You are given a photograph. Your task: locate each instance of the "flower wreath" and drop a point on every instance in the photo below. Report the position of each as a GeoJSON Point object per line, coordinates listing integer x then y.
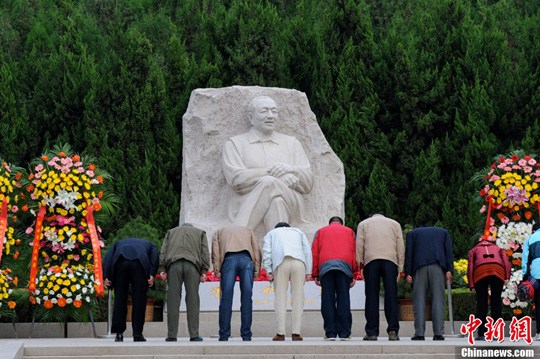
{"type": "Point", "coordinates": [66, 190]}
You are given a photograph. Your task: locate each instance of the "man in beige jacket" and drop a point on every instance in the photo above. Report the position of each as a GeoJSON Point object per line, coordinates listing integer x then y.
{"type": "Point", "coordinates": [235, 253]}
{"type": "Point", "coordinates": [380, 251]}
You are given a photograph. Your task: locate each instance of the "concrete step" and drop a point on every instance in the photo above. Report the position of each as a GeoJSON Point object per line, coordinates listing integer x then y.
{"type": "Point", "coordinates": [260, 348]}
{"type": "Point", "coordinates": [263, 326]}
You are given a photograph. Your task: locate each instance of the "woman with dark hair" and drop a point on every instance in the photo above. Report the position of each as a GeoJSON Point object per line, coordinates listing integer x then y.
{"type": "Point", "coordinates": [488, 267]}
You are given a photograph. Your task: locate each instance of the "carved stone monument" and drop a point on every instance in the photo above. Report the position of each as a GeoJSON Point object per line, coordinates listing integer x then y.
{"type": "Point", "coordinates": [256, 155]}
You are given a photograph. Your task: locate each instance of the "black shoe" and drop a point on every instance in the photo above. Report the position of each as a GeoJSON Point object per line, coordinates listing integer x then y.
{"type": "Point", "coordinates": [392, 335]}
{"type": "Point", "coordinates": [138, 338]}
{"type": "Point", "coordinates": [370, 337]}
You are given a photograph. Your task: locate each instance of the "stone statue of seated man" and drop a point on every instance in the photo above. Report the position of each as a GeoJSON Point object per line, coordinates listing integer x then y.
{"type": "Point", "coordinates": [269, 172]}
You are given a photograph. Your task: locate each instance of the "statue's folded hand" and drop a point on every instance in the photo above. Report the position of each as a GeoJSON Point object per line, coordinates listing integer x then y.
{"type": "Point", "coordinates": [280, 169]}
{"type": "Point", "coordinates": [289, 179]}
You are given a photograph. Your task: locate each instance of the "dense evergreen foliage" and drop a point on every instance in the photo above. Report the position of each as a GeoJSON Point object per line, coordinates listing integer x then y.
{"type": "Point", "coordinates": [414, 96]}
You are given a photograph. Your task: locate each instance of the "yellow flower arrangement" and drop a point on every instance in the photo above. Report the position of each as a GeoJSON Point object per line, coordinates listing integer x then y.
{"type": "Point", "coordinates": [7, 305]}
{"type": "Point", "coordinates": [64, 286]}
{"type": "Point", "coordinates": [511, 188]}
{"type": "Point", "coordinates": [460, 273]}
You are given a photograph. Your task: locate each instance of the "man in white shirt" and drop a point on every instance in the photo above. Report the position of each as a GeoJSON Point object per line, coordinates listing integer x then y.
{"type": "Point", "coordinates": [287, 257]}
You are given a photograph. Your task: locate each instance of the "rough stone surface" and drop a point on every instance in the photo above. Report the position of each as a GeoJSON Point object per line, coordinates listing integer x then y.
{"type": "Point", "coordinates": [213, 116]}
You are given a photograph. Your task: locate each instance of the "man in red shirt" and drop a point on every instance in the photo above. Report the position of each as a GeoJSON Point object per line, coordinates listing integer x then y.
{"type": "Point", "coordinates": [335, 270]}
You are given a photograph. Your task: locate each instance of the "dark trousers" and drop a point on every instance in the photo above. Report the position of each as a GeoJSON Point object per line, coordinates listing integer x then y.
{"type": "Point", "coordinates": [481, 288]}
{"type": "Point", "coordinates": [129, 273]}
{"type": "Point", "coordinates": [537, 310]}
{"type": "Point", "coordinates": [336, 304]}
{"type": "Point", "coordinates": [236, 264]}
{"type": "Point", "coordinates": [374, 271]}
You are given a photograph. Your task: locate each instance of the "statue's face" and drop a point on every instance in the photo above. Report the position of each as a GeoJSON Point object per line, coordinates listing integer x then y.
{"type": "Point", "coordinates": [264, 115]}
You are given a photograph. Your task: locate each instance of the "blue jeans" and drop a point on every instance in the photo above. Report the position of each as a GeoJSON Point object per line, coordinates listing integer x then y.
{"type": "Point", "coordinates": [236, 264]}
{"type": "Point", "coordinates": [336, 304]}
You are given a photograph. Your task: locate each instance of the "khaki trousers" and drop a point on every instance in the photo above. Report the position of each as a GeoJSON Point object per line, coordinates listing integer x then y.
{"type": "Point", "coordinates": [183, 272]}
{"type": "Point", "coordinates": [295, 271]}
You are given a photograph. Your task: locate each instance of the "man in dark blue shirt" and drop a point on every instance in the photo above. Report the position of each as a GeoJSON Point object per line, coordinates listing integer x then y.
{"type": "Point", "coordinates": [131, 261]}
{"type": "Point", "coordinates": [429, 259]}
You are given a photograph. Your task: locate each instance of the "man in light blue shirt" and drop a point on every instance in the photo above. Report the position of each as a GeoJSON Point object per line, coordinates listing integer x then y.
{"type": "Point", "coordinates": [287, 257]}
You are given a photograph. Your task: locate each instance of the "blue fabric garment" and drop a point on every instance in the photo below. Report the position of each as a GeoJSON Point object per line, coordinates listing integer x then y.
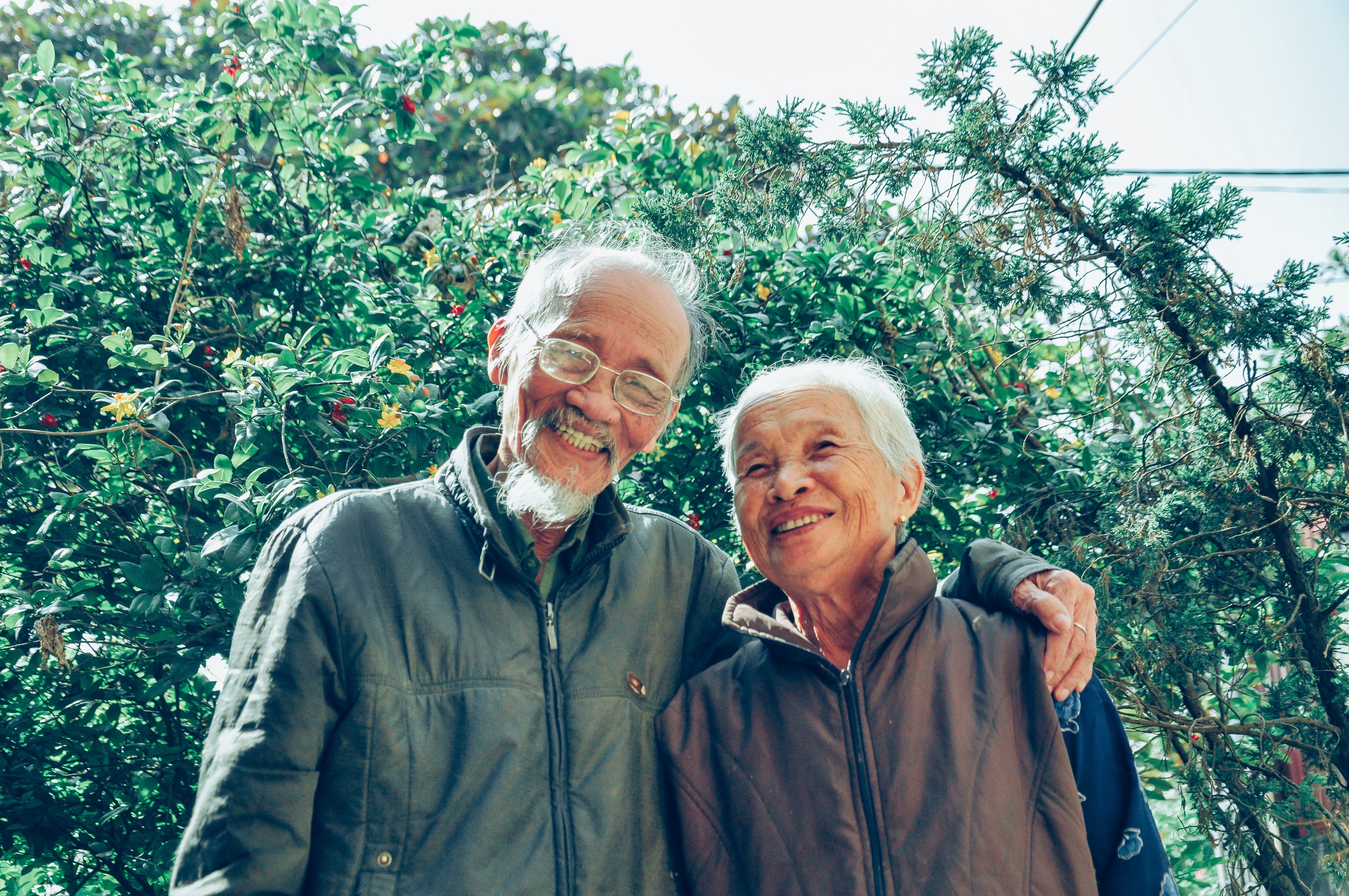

○ ○ ○ ○ ○

§ EXERCISE REQUIREMENTS:
Write out each line again precisely as it appears, skipping every picture.

§ COMPLETED TASK:
You are given a photograph. Your task: locate each instance of the "flower wreath" and drop a point on every instance in the photo below. Report the position of each as a GeoJSON Point object per line, coordinates listing integer x then y.
{"type": "Point", "coordinates": [66, 190]}
You are given a photograph. Your task: locate each instance of the "man in beige jacket" and drop a point on every instance in the photo above. Report the position of each as a GeoJSON Point object per line, coordinates listing integer x then y.
{"type": "Point", "coordinates": [235, 253]}
{"type": "Point", "coordinates": [380, 251]}
You are given a photograph. Your task: locate each instance of the "concrete step" and drop a point on every instance in the photo above. Report the position of each as a GeoJSON Point object per line, coordinates listing integer x then y.
{"type": "Point", "coordinates": [260, 348]}
{"type": "Point", "coordinates": [263, 326]}
You are given a photograph. Your task: locate each instance of the "woman with dark hair" and drop a point on every instance in the photo above. Report the position of each as a GeoJSON Point object per line, coordinates listing integer x then y.
{"type": "Point", "coordinates": [488, 267]}
You are given a photograph. Your task: locate each instance of the "carved stone monument" and drop a point on every instance in the photo above. Report the position of each as a GeoJSON Point object per line, coordinates listing integer x then y.
{"type": "Point", "coordinates": [256, 155]}
You are given a photograph. Your task: locate each instance of the "black shoe" and drop a point on every instance in the photo above. Report the position of each as a GeoJSON Point object per line, coordinates listing integer x then y.
{"type": "Point", "coordinates": [392, 335]}
{"type": "Point", "coordinates": [138, 338]}
{"type": "Point", "coordinates": [370, 337]}
You are given a photograph. Your task: locate each instance of the "stone statue of seated man" and drop a point on every instance in the photo above. Report the position of each as a GeoJSON Point object per line, coordinates listing integer x then y.
{"type": "Point", "coordinates": [269, 172]}
You are given a photograph. Your task: locate each instance of the "statue's folded hand" and drop a point on every instance in the photo above. Report the position of each as a GeoJSON Point object per line, coordinates listing integer x then y.
{"type": "Point", "coordinates": [280, 169]}
{"type": "Point", "coordinates": [289, 179]}
You are given a photograph. Your task: locate each instance of the "dense evergreen foliage" and drop a point on every instance in the photo above. Report the position of each as a GeoJSON Point object per line, coordinates listing integer x then y.
{"type": "Point", "coordinates": [414, 96]}
You are given a photograph. Your task: locate each instance of the "yellow flower arrangement" and drop a point on every instance in the photo above. Report the position of each as a GeoJSON Point object per line, coordinates listing integer x then y.
{"type": "Point", "coordinates": [7, 305]}
{"type": "Point", "coordinates": [64, 286]}
{"type": "Point", "coordinates": [511, 188]}
{"type": "Point", "coordinates": [460, 273]}
You are given a photograph. Your task: locate each instance of the "man in white shirt" and drop a point on every instance in the photo above. Report the position of each as a GeoJSON Point object per line, coordinates listing integer x then y.
{"type": "Point", "coordinates": [287, 257]}
You are given a photograph. Your task: locate each instance of the "rough stone surface" and drop a point on every instance in the photo above. Report the position of each as a GeoJSON Point object per line, coordinates listing integer x then y.
{"type": "Point", "coordinates": [213, 116]}
You are given a photograph. Your task: locate each instance of the "man in red shirt" and drop a point on every instance in the photo above. Report the position of each as a GeoJSON Point object per line, coordinates listing integer x then y.
{"type": "Point", "coordinates": [335, 270]}
You are given a photograph. Your task: locate each instance of the "dark trousers" and drop a point on every instance in the photo above. Report the position of each as a GeoJSON Point object per line, coordinates listing integer x then y.
{"type": "Point", "coordinates": [481, 288]}
{"type": "Point", "coordinates": [129, 273]}
{"type": "Point", "coordinates": [537, 310]}
{"type": "Point", "coordinates": [336, 304]}
{"type": "Point", "coordinates": [236, 264]}
{"type": "Point", "coordinates": [374, 271]}
You are given a photograph. Your task: locate each instance of the "statue's face" and drop a point on every instance in the photo above. Report the position of each as a GeoJSON Point object per line, coordinates listing integer x then y.
{"type": "Point", "coordinates": [264, 115]}
You are given a photograph. Your task: locate each instance of the "blue jeans" and drop a point on every instance in the photo above. Report the position of each as a GeoJSON Point object per line, coordinates listing integer x then y.
{"type": "Point", "coordinates": [236, 264]}
{"type": "Point", "coordinates": [336, 304]}
You are given a photograph. Your task: locate each instance of the "khaki trousers" and drop a point on every instance in the photo above. Report the position of each as a GeoJSON Point object per line, coordinates listing integer x then y.
{"type": "Point", "coordinates": [183, 272]}
{"type": "Point", "coordinates": [295, 271]}
You are given a photograph. Your task: locate each instance of the "man in dark blue shirt" and drop a point on every instance in the photo above. Report the position of each as a GeoJSON Point object per line, coordinates listing integer x then y.
{"type": "Point", "coordinates": [131, 261]}
{"type": "Point", "coordinates": [429, 259]}
You are given a photograph. Your task: locate each instance of the "man in light blue shirt" and drop a point on every instance in the photo above. Report the position of each as a GeoJSON Point object per line, coordinates listing integer x then y.
{"type": "Point", "coordinates": [287, 257]}
You are given a photograph. Your task: locate each instance of the "blue fabric garment" and drop a point on every instance in the photo below. Report the position of each as a GeoJSON Point object per line, coordinates listing integer x then y.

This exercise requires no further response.